Every line of the records below from the line with "Detect: ski pole" up to and including the line with "Detect: snowboarder in green and white jacket" must be reproduced exactly, and no line outside that range.

Data shown =
········
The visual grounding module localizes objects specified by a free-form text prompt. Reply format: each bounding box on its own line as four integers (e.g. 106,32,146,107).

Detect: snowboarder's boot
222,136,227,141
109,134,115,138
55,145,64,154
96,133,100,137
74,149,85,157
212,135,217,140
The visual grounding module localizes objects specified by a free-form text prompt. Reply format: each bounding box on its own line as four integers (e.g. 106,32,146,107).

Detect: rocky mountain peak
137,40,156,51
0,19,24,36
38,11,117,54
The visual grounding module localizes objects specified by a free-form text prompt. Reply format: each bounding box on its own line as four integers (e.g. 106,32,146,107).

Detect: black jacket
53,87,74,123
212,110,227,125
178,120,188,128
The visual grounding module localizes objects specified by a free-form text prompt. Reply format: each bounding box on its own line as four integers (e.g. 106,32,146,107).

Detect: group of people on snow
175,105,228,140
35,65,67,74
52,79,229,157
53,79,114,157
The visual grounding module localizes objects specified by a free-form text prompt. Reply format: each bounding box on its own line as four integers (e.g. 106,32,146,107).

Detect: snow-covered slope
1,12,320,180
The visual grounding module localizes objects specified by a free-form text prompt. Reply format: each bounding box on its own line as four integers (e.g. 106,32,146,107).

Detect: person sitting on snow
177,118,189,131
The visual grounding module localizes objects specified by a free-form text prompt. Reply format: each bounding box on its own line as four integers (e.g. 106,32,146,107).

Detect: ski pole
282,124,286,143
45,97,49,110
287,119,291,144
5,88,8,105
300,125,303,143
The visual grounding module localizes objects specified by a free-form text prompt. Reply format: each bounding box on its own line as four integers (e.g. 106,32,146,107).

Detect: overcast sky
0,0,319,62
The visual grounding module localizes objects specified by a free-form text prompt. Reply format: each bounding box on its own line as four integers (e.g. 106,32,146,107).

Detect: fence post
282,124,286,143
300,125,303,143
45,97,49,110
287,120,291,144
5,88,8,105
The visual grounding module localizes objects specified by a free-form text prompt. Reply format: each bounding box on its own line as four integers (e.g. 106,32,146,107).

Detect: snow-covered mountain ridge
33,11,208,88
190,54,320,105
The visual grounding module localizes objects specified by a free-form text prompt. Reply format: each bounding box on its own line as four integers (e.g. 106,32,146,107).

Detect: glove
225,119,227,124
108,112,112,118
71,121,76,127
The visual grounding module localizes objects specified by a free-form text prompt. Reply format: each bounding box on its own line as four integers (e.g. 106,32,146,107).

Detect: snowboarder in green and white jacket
········
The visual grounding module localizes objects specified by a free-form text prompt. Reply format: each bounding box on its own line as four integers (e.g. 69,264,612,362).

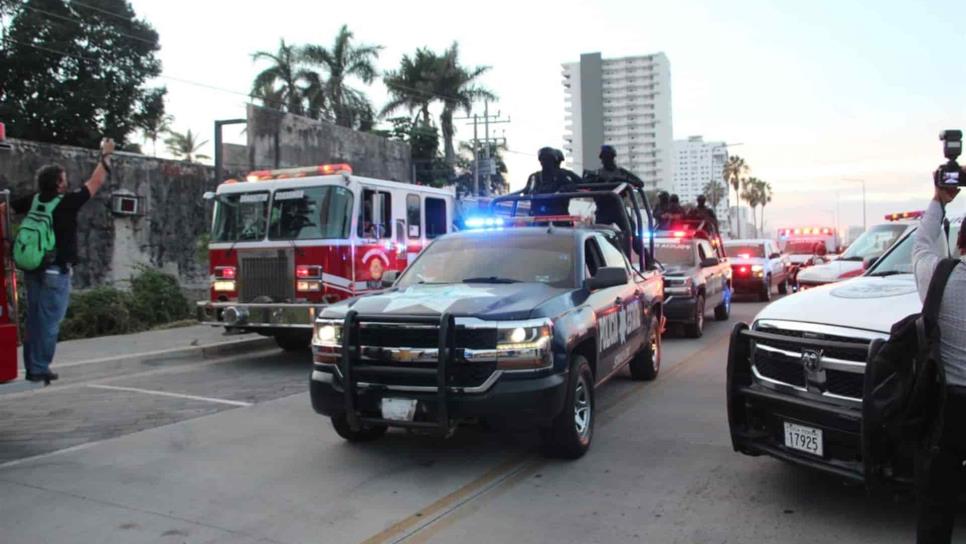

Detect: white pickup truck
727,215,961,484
········
Output of the task =
Detect: ski pole
282,124,286,143
45,97,49,110
287,119,291,144
5,88,8,105
300,125,303,143
The visual grounding module localizes objects specified by a free-form text prompt. Reply format: each bounding box on its own line as four integers (e.g. 106,32,146,107).

Detect: overcast sky
0,0,319,62
The visual grounding module localizes objects specified by a free-form text prompt. Reply format: each bounding box on its own line as four integers (e.g. 106,32,146,107).

Detect: fence post
282,124,286,143
300,125,303,143
45,97,49,110
287,120,291,144
5,88,8,105
The visual grounding module localizes objects specified by a free-form text prompt. Reply format: each bounding box on its own line as four integers (e.g. 106,32,146,107).

Detect: snow-covered mountain ridge
33,11,208,88
190,54,320,105
The visual grounding module localizes objects specified by a free-form text prompt. Reply format: each bounding box on its own line as four integers (e.g. 106,32,146,107).

Detect: glove
225,119,227,124
108,112,112,118
71,121,76,127
The visual grounding module localizes objects specified by a free-form text prompt. Reply format: each bounding box on its own line as four integers (e.g. 106,32,146,107).

Detect: snowboarder in green and white jacket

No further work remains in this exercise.